The worst job interview I ever had

Published: (May 26, 2026 at 04:11 PM EDT)
3 min read

Source: Hacker News

Background

The worst job interview I ever had wasn’t a knowledge meltdown, coding assessment failure, or a complete language misunderstanding with the interviewer (although I’ve had all of those, too). No, the worst interview was something I can only describe as an unsolicited psych evaluation.

I’m an engineer, primarily working for small startups. At a less‑than‑10‑person company, especially in the earliest days, cultural fit is of singular importance. Even if you hire a cracked engineer, it’s probably not going to be a good experience all‑around if you can’t make a human connection. All this is to say—I get why you’d want to prioritize this. But despite many quite normal culture‑fit interviews, there’s one I still replay in my head once in a while. I share it not to shame the company or individuals (they’re anonymous), but to suggest some reconsideration for founders and hiring managers in the same boat.

About three years ago, I responded to a message looking for a founding engineer at a mental‑health startup (their noble cause was improving therapy access for at‑risk youth). The first interview was a quick conversation with a founder and their head of engineering—a fairly uneventful informational interview (“this is why we’re great, join us…”). The follow‑up with the head of engineering was scheduled shortly afterwards.

#### INSTRUCTIONS FOR THE TASK:
Please continue the job interview essay from the point where it stops.

#### DATASET:
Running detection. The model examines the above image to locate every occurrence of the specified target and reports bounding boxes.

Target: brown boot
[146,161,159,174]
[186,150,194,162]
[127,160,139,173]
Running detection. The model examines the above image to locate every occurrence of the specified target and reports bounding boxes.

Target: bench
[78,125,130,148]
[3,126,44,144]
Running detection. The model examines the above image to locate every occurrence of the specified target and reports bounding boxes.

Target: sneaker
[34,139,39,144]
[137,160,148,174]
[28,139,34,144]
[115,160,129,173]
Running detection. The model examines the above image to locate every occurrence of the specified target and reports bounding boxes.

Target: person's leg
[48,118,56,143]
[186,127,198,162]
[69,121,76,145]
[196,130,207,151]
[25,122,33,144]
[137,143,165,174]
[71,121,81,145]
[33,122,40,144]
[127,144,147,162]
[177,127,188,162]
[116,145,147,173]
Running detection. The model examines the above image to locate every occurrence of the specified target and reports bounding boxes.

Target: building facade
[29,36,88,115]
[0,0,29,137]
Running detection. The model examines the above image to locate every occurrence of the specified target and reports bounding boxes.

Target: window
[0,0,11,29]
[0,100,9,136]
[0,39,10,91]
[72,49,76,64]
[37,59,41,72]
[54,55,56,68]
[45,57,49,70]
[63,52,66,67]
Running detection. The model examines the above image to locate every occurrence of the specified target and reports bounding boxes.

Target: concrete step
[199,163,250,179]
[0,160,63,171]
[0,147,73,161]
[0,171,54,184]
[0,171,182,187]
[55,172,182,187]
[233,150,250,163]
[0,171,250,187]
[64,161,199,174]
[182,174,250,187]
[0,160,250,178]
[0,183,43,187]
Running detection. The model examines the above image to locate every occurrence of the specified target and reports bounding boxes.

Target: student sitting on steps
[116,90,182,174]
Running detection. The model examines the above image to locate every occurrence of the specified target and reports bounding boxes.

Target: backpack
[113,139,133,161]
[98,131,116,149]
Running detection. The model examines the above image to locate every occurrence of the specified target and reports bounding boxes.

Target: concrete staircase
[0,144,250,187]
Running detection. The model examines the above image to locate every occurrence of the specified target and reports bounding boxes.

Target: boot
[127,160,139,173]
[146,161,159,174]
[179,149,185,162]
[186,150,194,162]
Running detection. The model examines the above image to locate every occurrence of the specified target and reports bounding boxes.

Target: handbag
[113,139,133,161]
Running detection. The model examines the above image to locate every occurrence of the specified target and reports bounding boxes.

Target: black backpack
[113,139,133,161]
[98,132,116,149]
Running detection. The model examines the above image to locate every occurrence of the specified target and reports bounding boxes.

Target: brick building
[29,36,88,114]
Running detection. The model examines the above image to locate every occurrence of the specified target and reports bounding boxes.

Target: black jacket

#### YOUR RESPONSE:
The Interview

The follow‑up, described over email, would be a bit non‑traditional—a ~90‑minute culture‑fit chat. Note there was no technical assessment yet. Expecting little, I joined the video call. It was explained we’d just be getting to know each other based on some guiding questions.

I fail to recall the exact wording of the discussion topics, but they were, in fact, non‑technical—covering such lovely topics as the hardest day of my life, my biggest life challenges, and other similar “trauma‑baiting” questions.

Now, to be clear, I can understand why these discussions might give deep insight into a candidate. It’s just that I think it’s frankly a little invasive when you’re basically meeting this person for the first time.

I’m a little ashamed remembering myself talking about failed relationships, family struggles, and interpersonal challenges in previous work environments. The interviewer gave the impression that it was a safe space to share, divulging little of their own trauma.

By the end of the call I felt completely emotionally drained—and I hadn’t even opened my terminal! By the time I got the cursory one‑line “We won’t be moving forward” email 24 hours later, that emotional exhaustion quickly turned into two new feelings: shame and anger.

Impact

I felt awful that I had shared such deeply personal things with the interviewer just to be cast off in a rejection email. I felt angry that I was rejected. I felt embarrassed that my soul was seemingly cracked open and judged “unworthy.” It wasn’t my skills they were rejecting. It was… me. I felt confused that a mental‑health startup had consciously decided to choose an interview format capable of making candidates feel so vulnerable.

I don’t think the interviewer was trying to be cruel. Honestly, that almost made it more confusing. The format itself created the problem.

Takeaways

  • Culture fit is important; make no mistake.
  • Ensure the people you hire are good people with strong morals.
  • Evaluate fit in a way that doesn’t require candidates to share their deepest personal experiences just to earn employment.